Work to be completed:
Copy everything in the data below exactly except the pictures.

..........

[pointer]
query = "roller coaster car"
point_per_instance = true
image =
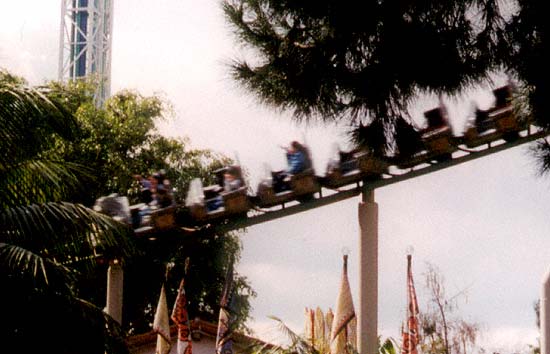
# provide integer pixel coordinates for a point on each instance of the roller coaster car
(351, 167)
(498, 122)
(115, 206)
(219, 200)
(437, 138)
(300, 186)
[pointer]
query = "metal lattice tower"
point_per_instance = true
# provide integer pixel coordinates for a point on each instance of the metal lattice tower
(85, 43)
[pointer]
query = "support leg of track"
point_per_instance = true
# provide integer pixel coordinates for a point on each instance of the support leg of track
(367, 321)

..........

Finished answer:
[pointer]
query = "roller coaster car"
point_per_instance = true
image =
# provide integer pixel coordinates for a point on each instance of the roller coaster car
(351, 167)
(498, 122)
(115, 206)
(219, 200)
(437, 138)
(300, 186)
[pointer]
query = "metal lattice tower"
point_per_instance = true
# provide integer pixel coordinates for a point on each instance of the metal lattice tower
(85, 43)
[pointer]
query = "support leg of track"
point_per_instance = true
# provide integer pixel coordinates for a point on each instance of the support leg of track
(367, 321)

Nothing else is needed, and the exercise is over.